PAGE EXCERPT:
The Observer today has a special report into the US's secret global gulag. While it mentions all the obligatory background elements - Guantanamo, the torture plane, Maher Arar, and the outsourcing of torture to compliant despotic regimes like Syria - the focus is somewhere else: Afghanistan, which since the US Supreme Court started enforcing constitutional limits over what went on at Guantanamo, is increasingly acting as a hub for the whole system.
The US has dozens of prisons in Afghanistan, away from the eyes of the international media and human rights organisations (and the US courts). There are US-run detention centres in Gardez, Khost, Asadabad, Jalalabad and Khandahar, as well as 20-odd smaller facilities scattered around the country. Then there's Bagram, which seems to be a central "collection point", where several prisoners have died in US custody in highly suspicious circumstances. Prisoners are transferred between the prisons in armed convoys who shoot at anyone or anything which gets in their way - even the Afghan police:
Inside a frozen courtyard, a former policeman, Said Sardar, 25, was sat beside his crutches. On May 1 2004, he was manning a checkpoint when a car careened through. "Inside were men dressed like Arabs, but they were western men," he said. "They had prisoners in the car." Sardar fired a warning shot for the car to stop. "The western men returned fire and within minutes two US attack helicopters hovered above us. They fired three rockets at the police station. One screamed past me. I saw its fiery tail and blacked out."
He was taken to Bagram, where US military doctors had to amputate his leg. Afterwards, he said, "an American woman appeared. She said the US was sorry. It was a mistake. The men in the car were Special Forces or CIA on a mission. She gave me $500." Sardar showed us into another room in his compound where a circle of children stared glumly at us; their fathers, all policemen, were killed in the same incident. "Five dead. Four in hospital. To protect covert US prisoner transports," he says. Later, US helicopters were deployed in two similar incidents that left nine dead.

DATA EXTRACT:
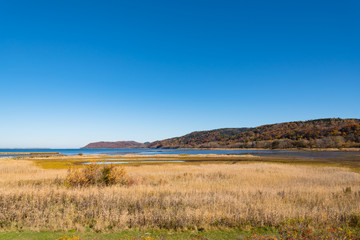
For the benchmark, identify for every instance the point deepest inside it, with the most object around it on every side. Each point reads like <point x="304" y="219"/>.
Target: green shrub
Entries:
<point x="94" y="174"/>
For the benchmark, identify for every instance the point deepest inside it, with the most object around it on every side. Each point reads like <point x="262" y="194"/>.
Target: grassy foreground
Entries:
<point x="194" y="200"/>
<point x="127" y="235"/>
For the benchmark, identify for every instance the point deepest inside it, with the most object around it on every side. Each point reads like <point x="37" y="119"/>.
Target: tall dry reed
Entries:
<point x="181" y="197"/>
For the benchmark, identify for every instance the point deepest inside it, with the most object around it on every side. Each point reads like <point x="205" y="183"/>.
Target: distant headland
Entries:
<point x="318" y="133"/>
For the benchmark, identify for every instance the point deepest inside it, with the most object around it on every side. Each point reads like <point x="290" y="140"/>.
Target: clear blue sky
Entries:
<point x="74" y="72"/>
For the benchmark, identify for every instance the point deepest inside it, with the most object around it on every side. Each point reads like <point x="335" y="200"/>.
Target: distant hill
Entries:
<point x="320" y="133"/>
<point x="118" y="145"/>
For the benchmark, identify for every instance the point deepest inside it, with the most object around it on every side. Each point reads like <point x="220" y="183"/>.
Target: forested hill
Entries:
<point x="320" y="133"/>
<point x="115" y="145"/>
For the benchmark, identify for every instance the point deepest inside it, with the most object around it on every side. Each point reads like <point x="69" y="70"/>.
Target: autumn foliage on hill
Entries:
<point x="321" y="133"/>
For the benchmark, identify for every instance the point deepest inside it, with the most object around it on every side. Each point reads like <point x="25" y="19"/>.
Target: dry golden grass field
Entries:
<point x="201" y="196"/>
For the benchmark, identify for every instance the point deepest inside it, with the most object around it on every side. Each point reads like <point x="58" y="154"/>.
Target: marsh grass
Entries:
<point x="175" y="196"/>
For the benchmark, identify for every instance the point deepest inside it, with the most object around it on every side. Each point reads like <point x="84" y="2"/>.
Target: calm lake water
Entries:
<point x="306" y="154"/>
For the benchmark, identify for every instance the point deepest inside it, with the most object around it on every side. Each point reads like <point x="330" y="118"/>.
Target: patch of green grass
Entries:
<point x="154" y="234"/>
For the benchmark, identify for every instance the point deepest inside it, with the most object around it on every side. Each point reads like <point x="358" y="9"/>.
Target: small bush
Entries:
<point x="69" y="238"/>
<point x="94" y="174"/>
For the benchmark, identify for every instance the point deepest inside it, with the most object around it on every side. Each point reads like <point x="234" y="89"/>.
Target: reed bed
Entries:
<point x="209" y="196"/>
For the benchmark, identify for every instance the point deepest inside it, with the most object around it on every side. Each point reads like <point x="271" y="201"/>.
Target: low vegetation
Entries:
<point x="95" y="174"/>
<point x="203" y="197"/>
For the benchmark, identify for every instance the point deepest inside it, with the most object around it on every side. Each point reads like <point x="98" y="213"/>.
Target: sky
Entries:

ACTIVITY 1: Reproduce the part of the piece on US secret prisons between "He was taken" and "left nine dead.", inclusive.
ACTIVITY 2: List the places that the piece on US secret prisons names as having US-run detention centres, not counting Bagram.
ACTIVITY 3: According to the piece on US secret prisons, why is Afghanistan increasingly serving as a hub for the whole system?
You won't need the records for any of this.

OUTPUT 1:
He was taken to Bagram, where US military doctors had to amputate his leg. Afterwards, he said, "an American woman appeared. She said the US was sorry. It was a mistake. The men in the car were Special Forces or CIA on a mission. She gave me $500." Sardar showed us into another room in his compound where a circle of children stared glumly at us; their fathers, all policemen, were killed in the same incident. "Five dead. Four in hospital. To protect covert US prisoner transports," he says. Later, US helicopters were deployed in two similar incidents that left nine dead.

OUTPUT 2: Gardez, Khost, Asadabad, Jalalabad, Khandahar

OUTPUT 3: The US Supreme Court started enforcing constitutional limits over what went on at Guantanamo. Since then, Afghanistan has increasingly acted as the hub.